TASK STATEMENT: Starting at the line below that contains "Trace the outline of every instance of the distant" and continuing through the end of the entries, rewrite those lines with "Submission" switched to "Response" and everything else unchanged, leaving out the pictures.

INFORMATION SUPPLIED:
================================
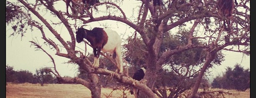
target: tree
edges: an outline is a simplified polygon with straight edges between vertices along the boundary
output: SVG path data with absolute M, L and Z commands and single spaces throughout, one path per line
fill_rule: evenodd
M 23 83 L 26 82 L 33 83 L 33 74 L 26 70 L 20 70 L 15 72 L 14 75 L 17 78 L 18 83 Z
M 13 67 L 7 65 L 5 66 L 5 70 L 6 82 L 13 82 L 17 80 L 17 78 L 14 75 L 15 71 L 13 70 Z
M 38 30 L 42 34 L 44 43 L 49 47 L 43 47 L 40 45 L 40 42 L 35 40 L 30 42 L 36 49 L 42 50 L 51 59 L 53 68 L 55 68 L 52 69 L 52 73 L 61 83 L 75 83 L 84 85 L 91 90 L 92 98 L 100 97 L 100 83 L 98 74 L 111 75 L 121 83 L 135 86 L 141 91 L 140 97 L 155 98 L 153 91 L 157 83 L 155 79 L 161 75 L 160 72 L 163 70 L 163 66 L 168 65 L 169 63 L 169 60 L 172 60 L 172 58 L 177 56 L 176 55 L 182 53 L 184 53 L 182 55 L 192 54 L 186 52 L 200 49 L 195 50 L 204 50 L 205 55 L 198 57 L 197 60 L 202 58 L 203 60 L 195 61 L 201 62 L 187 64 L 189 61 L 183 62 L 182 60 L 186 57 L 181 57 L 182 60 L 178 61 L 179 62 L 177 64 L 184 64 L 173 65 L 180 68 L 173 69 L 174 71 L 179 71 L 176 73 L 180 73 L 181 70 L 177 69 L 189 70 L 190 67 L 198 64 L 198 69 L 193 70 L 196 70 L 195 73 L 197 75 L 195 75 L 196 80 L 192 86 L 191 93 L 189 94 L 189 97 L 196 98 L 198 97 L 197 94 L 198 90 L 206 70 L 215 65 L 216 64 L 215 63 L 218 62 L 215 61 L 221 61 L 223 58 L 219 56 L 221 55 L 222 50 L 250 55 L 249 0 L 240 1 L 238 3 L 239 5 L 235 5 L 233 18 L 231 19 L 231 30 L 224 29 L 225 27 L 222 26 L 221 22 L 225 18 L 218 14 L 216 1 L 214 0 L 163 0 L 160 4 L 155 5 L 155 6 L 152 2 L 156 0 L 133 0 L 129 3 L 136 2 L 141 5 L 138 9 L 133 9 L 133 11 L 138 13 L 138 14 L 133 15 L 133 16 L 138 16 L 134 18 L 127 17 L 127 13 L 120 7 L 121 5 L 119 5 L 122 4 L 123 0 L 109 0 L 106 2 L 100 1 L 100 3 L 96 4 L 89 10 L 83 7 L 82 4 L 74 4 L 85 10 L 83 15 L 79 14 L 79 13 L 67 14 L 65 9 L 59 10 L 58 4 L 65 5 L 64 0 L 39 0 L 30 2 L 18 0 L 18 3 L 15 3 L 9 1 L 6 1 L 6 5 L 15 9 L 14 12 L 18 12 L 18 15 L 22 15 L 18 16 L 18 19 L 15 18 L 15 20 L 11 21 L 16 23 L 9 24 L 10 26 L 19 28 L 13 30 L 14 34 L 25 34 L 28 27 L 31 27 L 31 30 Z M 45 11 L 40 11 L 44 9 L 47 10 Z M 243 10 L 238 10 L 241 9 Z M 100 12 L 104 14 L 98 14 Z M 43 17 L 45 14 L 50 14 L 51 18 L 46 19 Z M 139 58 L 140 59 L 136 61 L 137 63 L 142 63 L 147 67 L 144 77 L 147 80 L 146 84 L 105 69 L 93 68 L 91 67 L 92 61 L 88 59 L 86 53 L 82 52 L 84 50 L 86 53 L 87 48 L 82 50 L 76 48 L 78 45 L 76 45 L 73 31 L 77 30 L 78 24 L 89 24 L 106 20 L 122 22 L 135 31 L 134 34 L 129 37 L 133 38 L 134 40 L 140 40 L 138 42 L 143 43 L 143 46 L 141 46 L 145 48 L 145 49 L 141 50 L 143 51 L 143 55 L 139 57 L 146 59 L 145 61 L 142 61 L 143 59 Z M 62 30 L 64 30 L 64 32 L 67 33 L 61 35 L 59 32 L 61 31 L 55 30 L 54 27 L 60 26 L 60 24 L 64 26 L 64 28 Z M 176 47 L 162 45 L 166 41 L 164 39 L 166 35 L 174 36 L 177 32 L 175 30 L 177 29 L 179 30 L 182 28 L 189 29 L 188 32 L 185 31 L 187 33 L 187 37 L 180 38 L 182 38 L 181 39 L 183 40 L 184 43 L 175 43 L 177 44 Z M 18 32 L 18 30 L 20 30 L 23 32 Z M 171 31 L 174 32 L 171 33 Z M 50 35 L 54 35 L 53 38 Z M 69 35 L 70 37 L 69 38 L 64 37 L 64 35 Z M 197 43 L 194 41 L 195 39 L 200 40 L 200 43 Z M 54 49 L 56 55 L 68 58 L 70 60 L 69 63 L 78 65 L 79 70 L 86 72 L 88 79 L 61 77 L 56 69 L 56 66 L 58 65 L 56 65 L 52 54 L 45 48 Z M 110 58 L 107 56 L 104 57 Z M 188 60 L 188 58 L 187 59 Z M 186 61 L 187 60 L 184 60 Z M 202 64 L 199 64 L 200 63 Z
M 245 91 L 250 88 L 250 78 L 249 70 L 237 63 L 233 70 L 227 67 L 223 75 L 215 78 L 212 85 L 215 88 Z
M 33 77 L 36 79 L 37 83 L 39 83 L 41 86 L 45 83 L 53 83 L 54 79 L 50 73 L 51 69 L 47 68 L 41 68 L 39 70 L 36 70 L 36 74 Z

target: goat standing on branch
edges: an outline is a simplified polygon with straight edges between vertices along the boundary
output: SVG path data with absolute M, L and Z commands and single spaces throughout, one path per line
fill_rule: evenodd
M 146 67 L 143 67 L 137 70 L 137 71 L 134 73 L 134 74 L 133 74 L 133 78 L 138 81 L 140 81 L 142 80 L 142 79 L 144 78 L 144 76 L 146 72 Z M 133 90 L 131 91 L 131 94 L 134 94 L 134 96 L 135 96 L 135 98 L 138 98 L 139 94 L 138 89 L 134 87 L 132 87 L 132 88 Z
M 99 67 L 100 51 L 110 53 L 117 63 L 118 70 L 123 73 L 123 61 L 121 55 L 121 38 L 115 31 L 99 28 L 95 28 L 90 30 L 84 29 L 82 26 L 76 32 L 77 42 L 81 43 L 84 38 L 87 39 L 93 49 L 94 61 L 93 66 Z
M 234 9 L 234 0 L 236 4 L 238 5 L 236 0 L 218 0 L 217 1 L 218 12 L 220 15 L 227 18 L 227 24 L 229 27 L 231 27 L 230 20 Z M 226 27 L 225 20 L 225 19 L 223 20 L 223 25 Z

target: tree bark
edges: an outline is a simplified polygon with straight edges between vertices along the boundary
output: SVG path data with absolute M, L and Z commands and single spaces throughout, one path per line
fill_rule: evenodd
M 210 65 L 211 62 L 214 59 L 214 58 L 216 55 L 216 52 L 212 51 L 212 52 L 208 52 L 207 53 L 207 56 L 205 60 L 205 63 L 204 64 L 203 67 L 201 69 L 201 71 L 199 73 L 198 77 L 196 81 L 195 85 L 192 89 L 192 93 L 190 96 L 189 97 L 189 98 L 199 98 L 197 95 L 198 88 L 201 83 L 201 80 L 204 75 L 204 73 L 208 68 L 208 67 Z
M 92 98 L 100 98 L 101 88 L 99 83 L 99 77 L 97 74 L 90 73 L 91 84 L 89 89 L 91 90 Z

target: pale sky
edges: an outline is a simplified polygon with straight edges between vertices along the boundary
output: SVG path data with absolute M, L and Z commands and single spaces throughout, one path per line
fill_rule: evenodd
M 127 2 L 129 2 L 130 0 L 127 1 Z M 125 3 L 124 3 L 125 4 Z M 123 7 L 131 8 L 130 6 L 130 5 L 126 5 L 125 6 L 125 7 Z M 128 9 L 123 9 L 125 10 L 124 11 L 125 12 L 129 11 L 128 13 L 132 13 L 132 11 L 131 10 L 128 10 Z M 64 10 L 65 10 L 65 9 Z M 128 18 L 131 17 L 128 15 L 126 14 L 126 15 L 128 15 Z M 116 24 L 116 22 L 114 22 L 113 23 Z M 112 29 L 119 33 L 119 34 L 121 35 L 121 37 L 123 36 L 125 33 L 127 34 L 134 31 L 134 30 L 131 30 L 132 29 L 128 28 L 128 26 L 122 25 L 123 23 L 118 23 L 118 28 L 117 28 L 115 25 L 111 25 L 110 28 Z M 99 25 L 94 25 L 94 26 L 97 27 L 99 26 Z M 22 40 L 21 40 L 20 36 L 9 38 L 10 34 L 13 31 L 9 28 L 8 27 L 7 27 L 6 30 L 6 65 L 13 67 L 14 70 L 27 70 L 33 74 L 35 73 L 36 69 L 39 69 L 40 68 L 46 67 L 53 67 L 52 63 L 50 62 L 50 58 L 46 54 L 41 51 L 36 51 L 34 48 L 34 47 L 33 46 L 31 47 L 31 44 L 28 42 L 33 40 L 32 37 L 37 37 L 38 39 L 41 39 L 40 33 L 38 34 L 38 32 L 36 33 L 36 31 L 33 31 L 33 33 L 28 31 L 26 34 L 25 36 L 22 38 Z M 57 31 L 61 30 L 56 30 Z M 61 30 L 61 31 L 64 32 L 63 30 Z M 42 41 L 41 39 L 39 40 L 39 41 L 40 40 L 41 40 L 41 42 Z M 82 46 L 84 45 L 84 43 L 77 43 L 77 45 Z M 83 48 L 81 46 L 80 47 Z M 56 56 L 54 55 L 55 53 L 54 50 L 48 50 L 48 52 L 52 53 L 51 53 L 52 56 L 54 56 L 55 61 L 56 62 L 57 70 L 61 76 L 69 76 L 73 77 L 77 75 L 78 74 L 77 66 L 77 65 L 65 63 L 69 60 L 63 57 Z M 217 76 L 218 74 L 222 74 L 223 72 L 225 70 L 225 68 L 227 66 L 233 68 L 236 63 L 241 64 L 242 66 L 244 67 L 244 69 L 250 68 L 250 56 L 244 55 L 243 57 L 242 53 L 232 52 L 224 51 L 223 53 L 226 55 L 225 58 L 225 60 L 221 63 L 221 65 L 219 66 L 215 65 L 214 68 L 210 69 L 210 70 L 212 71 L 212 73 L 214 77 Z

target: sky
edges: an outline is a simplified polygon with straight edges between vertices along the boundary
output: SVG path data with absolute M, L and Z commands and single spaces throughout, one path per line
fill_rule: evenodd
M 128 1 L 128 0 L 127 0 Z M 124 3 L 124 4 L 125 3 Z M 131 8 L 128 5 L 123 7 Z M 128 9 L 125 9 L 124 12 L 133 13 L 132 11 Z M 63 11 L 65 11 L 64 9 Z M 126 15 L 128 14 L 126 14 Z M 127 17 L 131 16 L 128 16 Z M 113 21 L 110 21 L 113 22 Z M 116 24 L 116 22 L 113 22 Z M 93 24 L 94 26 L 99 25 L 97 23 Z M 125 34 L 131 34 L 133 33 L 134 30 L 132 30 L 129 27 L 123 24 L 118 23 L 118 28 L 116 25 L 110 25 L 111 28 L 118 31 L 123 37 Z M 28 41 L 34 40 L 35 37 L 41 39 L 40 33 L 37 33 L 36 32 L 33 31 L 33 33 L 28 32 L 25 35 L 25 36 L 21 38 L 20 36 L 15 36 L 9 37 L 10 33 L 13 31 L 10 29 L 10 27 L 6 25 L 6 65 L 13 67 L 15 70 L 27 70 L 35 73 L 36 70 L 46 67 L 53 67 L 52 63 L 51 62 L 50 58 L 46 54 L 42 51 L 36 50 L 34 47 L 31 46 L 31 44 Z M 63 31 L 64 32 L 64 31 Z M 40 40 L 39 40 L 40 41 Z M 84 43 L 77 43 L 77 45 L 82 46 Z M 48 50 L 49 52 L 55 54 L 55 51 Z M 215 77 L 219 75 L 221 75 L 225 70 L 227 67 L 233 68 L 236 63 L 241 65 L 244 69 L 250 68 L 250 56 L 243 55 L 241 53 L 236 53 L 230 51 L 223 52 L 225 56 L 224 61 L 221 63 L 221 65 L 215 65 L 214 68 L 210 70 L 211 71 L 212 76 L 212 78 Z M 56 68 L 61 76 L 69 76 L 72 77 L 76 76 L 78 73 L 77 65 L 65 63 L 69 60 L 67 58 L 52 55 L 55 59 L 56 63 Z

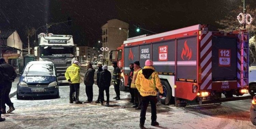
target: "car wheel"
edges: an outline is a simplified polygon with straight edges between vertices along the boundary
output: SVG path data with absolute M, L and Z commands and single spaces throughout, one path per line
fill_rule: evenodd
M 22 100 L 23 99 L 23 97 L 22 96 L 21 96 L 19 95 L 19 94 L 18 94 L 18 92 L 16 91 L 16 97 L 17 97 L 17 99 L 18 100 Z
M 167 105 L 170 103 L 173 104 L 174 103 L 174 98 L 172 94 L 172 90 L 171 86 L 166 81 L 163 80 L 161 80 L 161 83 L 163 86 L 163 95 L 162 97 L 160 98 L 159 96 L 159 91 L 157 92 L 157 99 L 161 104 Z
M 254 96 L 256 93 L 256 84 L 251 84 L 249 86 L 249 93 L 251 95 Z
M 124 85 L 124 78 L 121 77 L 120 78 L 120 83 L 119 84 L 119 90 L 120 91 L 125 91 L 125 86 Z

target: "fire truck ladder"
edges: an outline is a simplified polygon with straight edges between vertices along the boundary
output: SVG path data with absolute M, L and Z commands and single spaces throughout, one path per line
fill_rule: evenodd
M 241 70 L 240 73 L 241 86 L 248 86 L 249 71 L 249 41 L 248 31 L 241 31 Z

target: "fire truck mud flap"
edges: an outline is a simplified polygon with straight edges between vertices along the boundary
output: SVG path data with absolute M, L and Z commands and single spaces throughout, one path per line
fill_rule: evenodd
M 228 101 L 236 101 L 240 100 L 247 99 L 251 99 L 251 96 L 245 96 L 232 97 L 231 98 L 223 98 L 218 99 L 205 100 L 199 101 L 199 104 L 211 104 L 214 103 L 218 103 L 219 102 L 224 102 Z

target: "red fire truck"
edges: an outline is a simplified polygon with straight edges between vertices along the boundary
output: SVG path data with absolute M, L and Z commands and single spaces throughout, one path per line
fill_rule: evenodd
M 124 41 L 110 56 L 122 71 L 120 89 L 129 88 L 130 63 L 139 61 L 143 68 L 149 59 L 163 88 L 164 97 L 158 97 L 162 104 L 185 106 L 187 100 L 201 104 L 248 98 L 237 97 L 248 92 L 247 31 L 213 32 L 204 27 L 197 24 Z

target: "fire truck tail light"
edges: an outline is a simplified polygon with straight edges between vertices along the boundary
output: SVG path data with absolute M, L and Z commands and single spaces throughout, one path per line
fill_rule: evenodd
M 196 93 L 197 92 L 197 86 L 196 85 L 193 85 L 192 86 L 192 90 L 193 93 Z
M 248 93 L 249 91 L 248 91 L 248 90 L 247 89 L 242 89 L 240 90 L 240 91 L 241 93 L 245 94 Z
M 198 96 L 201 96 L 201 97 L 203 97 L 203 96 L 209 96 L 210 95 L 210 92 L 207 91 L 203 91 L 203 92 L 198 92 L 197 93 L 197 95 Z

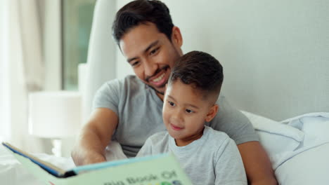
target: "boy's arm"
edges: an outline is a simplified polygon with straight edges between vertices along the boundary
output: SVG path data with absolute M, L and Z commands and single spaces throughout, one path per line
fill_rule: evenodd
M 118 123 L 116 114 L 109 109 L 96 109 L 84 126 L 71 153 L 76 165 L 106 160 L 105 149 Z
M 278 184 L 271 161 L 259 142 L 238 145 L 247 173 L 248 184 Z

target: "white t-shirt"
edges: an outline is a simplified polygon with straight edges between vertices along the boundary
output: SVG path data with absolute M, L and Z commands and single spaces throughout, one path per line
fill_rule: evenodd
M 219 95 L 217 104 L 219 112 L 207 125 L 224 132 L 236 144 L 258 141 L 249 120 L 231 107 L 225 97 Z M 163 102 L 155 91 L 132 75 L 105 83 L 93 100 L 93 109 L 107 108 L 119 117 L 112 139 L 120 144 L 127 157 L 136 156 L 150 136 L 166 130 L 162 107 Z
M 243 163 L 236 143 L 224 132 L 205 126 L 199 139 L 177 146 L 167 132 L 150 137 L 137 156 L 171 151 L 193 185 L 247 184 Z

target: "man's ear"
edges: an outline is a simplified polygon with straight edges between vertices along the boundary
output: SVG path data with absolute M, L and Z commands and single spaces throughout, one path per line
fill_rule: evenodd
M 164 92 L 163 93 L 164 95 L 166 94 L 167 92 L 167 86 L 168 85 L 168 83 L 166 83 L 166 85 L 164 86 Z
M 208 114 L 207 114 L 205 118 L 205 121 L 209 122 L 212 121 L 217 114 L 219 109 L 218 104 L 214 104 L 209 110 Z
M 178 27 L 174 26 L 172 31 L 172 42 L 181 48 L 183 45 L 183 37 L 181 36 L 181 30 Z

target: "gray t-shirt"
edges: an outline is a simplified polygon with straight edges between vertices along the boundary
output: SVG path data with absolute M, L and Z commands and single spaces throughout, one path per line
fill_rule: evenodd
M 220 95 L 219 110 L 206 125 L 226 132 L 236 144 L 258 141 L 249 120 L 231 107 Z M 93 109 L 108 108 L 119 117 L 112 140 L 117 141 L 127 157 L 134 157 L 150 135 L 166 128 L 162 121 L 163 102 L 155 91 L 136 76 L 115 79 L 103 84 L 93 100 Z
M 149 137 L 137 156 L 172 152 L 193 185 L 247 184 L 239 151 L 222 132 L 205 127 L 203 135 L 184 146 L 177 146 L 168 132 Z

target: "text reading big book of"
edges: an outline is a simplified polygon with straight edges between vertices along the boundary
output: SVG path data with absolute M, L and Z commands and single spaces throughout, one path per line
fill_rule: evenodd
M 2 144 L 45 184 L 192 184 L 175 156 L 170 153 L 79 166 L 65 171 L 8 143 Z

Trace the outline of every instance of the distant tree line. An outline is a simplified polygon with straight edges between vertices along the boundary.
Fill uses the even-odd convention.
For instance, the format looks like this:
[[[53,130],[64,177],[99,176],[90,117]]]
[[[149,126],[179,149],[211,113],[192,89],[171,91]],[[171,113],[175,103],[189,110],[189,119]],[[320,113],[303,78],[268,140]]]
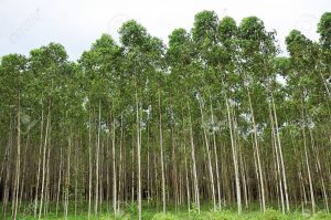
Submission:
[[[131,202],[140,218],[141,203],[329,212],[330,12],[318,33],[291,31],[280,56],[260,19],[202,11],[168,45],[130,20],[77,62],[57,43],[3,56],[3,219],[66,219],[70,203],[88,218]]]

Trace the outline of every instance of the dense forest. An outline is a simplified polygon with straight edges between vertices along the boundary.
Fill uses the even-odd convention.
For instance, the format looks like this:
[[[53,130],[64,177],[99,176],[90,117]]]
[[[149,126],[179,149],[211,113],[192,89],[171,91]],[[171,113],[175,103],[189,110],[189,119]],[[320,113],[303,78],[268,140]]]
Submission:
================================
TASK RESPONSE:
Trace the outline of every instance of the distant tree line. An outline is a simplified polygon with straight edges between vertices along the boundary.
Fill uses the even-odd convention.
For instance, the format looks like this:
[[[53,130],[64,177],[99,176],[90,117]]]
[[[149,126],[179,149],[211,113],[192,89],[171,91]],[[171,113],[175,103],[189,110],[189,119]],[[320,113],[303,78],[268,140]]]
Response:
[[[131,202],[140,218],[141,203],[329,212],[330,12],[318,33],[291,31],[280,56],[260,19],[202,11],[168,45],[130,20],[77,62],[57,43],[3,56],[3,219],[66,219],[70,203],[88,218]]]

Trace the outline of every instance of the dense forest. An outline is a simplified polygon with straight edges between vertices along the boundary.
Fill uses the even-odd convention.
For instance, the format looks like this:
[[[53,130],[64,177],[99,176],[90,117]]]
[[[149,126],[179,149],[211,113],[192,89],[171,91]],[[171,113],[175,103],[189,110],[189,119]],[[320,113],[303,78],[268,140]]]
Response:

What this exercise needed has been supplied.